### ARTICLE
▼

Gender Issues are Gospel Issues

Introduction

Amidst the controversies coursing through the Church concerning sexual values, themes, and agendas, the cry is often heard, “Can’t we just all get along? It’s the gospel that’s important, not sexuality.” According to this view, all the fuss about sex is a side issue, irrelevant to the proclamation of the gospel. A brief overview of the sexual themes of the Bible shows that this viewpoint is profoundly mistaken. Sexuality is not a side issue to Christianity. How you view the sexual themes in the Bible makes all the difference between an orthodox faith and a heterodox one, possibly mingled with paganism. The Bible’s theology of sex is interwoven tightly with wide-ranging topics of Christian doctrine and worldview.  

If you compromise on Scripture concerning sexuality, Biblical truths unravel everywhere, all the way down to the saving gospel itself.  Here you will find a very brief examination of why counter-biblical social and sexual agendas are incompatible (and often destructive) to an authentic Christianity that is faithful to Scripture.

The God of the Bible is Masculine

His masculinity is basic to who He is and how He relates to Himself as Father, Son, and Holy Spirit. The Apostles’ Creed, the most ancient and foundational of all creeds, common to all Christians of every branch of the Church, begins this way: “I believe in God the Father Almighty, maker of heaven and earth; And in Jesus Christ His only Son our Lord.” This is not anthropomorphic language or the bias of a by-gone patriarchy. This is the summary of God’s biblical revelation of Himself – of the masculinity which is foundational to His nature and His relationship to creation and His creatures. (Read more about the masculinity of God here).

▲

### INFORMATION GIVEN
▼

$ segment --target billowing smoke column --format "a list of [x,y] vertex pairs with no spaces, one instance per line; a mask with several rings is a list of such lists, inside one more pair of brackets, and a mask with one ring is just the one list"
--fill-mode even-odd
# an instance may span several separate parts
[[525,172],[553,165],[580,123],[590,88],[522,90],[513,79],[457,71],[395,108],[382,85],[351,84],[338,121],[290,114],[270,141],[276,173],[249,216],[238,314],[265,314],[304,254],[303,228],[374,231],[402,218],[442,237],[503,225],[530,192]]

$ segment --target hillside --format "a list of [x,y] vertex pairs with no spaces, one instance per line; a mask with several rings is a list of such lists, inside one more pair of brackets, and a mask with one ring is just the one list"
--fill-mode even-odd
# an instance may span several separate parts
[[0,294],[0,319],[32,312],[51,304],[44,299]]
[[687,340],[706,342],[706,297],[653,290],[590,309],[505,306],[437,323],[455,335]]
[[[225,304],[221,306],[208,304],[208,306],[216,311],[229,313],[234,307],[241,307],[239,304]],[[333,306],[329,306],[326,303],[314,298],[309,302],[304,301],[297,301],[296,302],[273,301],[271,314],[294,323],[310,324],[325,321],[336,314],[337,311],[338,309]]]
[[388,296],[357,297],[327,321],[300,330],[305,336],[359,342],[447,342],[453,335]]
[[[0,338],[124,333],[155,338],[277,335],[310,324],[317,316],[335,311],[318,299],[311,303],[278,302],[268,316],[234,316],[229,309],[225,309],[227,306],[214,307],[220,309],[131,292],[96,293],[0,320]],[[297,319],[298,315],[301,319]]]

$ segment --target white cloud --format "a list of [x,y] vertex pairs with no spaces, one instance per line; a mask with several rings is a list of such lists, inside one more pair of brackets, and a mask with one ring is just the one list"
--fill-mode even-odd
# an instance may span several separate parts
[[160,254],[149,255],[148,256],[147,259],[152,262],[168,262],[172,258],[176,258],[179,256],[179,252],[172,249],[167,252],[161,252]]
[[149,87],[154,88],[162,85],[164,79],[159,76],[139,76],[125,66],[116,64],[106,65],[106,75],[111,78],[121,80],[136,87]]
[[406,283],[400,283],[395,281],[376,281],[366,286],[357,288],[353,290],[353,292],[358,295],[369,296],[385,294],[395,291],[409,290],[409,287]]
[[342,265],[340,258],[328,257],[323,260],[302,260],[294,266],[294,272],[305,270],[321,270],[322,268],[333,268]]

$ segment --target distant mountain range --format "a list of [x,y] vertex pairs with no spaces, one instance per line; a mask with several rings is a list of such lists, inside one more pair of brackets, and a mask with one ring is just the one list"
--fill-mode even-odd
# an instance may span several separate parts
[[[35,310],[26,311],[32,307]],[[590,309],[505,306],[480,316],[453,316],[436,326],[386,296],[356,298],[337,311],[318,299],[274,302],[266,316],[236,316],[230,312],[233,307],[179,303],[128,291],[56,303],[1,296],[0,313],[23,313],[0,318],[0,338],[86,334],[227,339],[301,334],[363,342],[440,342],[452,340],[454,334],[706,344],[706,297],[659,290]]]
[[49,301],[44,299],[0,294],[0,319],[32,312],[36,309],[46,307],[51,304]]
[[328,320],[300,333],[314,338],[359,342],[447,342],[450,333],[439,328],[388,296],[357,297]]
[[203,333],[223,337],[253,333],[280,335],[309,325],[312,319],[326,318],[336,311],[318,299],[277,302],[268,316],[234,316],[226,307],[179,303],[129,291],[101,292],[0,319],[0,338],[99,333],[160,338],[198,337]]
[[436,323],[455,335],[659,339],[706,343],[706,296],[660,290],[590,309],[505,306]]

▲

### WRITTEN TASK A
In the article on gender and the gospel, which creed is called the most ancient and foundational of all creeds?
### WRITTEN TASK B
Translate this sentence from the article on gender and the gospel into Spanish: "Sexuality is not a side issue to Christianity."
Use only the text to answer, not the records.

### WRITTEN ANSWER A
The Apostles' Creed.

### WRITTEN ANSWER B
La sexualidad no es un tema secundario para el cristianismo.